■ **OBJECTIVES**:
[a] Transcribe the summary of the neutron star paper from "Black holes between" to "small black holes.".
[b] List every author named in the summary of the neutron star paper.

Neutron Star Quantum Death by Small Black Holes
Pierce Giffin, John Lloyd, Samuel D. McDermott, Stefano Profumo

TL;DR
This paper investigates how quantum mechanical effects alter the accretion process of small black holes inside neutron stars, impacting their destruction and lifetime predictions, especially for black holes formed from dark matter collapse.
Contribution
It introduces a quantum mechanical model for black hole accretion in neutron stars, refining previous classical models and identifying the mass range where black holes can persist without rapid evaporation.
Findings
Black holes lighter than ~10^{11} kg evaporate quickly.
Black holes between 10^{11} and 10^{12} kg can survive longer, potentially destroying neutron stars.
Quantum effects significantly modify accretion rates for small black holes.

■ **DATA LINES**:
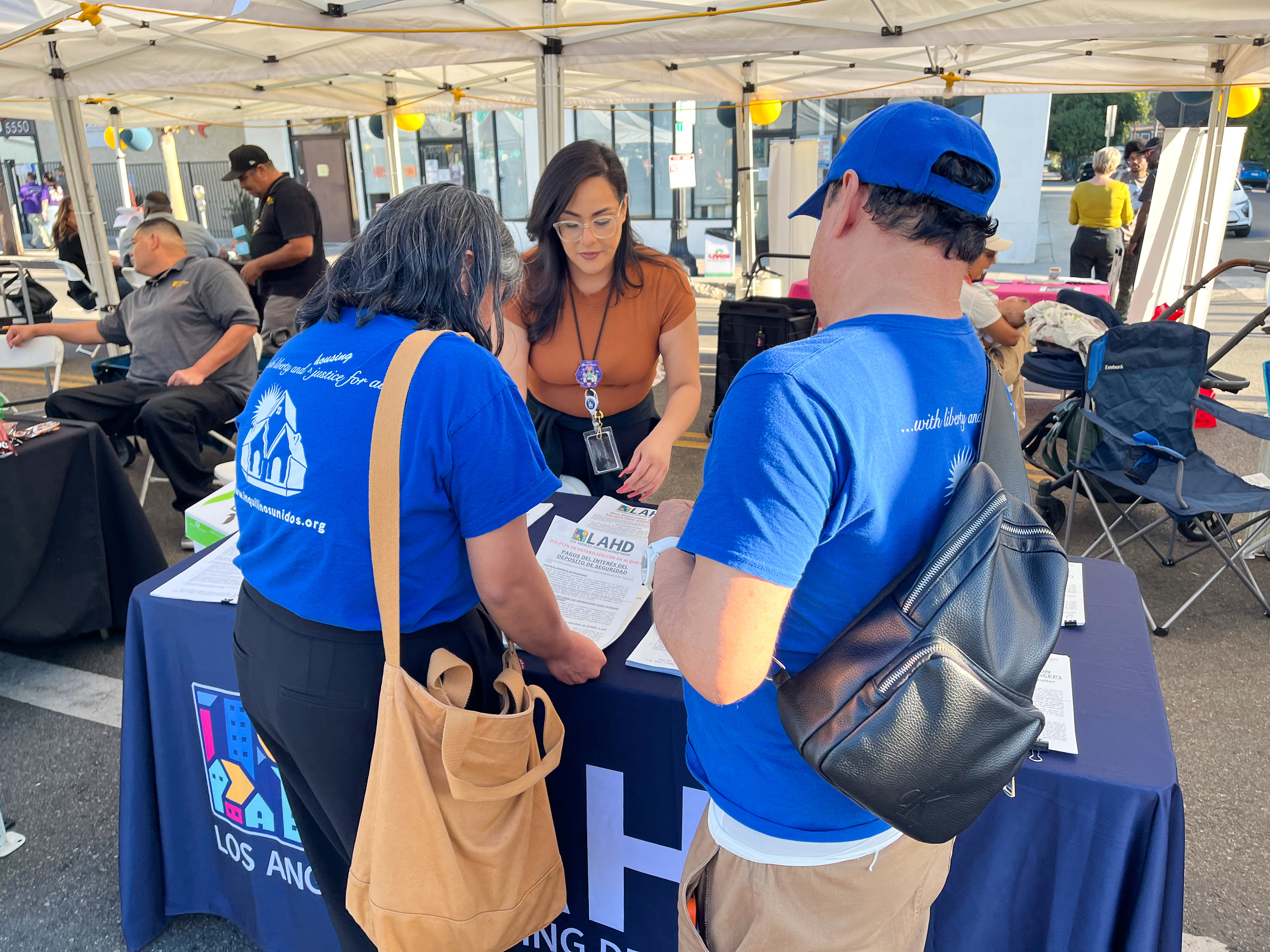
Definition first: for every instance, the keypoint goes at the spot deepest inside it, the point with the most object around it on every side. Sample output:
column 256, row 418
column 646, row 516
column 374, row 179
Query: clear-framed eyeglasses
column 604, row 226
* * *
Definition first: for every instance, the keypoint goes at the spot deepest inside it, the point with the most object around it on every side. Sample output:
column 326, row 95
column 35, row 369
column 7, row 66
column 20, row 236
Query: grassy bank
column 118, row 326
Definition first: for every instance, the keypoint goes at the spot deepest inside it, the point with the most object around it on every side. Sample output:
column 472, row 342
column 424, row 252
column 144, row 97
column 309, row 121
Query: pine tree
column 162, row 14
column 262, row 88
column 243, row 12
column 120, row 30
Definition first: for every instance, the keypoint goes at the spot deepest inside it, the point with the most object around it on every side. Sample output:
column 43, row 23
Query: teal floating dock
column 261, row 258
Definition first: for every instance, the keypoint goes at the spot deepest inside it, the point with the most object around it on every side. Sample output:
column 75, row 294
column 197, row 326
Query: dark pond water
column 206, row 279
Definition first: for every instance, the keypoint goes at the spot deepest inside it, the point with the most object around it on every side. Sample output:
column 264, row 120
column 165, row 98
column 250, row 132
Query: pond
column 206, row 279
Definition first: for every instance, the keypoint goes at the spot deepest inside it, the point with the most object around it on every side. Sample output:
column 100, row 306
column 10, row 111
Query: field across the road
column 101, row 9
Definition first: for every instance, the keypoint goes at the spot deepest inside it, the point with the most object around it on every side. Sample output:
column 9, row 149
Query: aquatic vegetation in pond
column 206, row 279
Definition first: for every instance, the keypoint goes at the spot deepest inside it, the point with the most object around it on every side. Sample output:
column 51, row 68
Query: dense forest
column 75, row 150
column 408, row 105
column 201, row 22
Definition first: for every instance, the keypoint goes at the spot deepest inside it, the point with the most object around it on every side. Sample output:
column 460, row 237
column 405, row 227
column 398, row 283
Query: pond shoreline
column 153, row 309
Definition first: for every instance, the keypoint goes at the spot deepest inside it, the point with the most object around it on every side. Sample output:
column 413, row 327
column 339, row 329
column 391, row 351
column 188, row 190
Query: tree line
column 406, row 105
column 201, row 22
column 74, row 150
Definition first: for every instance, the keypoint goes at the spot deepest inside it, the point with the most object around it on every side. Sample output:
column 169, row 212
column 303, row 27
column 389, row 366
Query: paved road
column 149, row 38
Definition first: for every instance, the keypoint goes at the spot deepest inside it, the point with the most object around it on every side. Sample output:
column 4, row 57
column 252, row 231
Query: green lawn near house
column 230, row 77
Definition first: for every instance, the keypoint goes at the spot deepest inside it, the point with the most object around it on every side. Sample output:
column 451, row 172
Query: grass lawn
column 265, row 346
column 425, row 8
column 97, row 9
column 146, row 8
...
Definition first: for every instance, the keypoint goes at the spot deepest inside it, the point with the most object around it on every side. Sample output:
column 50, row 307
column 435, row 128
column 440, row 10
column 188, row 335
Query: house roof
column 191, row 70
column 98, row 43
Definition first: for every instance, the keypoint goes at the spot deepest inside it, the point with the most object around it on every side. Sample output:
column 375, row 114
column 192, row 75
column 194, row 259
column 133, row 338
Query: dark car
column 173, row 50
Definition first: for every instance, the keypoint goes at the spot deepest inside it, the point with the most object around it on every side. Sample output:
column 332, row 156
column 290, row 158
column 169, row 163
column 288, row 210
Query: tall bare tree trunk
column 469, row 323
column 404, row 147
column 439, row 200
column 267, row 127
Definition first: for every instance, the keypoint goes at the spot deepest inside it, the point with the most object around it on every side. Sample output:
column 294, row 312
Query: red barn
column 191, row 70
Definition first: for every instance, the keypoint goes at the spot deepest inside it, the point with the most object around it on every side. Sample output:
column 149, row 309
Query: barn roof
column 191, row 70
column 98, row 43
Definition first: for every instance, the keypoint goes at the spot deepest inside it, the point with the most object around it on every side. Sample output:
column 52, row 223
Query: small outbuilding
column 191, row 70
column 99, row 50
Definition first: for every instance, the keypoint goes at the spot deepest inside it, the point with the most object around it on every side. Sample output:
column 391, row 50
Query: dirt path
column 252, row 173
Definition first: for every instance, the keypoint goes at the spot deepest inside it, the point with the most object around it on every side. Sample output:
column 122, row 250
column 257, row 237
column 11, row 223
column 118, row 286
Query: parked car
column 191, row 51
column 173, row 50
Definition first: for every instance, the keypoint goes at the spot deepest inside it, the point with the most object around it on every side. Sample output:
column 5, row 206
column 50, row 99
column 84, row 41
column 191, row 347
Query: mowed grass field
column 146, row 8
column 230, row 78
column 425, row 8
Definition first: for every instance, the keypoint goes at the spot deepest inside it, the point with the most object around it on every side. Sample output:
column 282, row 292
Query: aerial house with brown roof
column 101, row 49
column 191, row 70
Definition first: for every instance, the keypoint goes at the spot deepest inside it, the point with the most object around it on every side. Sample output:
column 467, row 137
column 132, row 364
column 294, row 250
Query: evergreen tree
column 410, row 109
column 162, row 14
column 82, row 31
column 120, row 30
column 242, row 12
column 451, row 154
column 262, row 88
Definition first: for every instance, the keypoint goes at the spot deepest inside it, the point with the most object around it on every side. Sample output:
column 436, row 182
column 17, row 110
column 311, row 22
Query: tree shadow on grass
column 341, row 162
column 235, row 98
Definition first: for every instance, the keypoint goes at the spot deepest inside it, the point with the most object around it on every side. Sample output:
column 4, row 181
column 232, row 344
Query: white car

■ **EXPECTED RESPONSES**:
[a]
Black holes between 10^{11} and 10^{12} kg can survive longer, potentially destroying neutron stars.
Quantum effects significantly modify accretion rates for small black holes.

[b]
Pierce Giffin
John Lloyd
Samuel D. McDermott
Stefano Profumo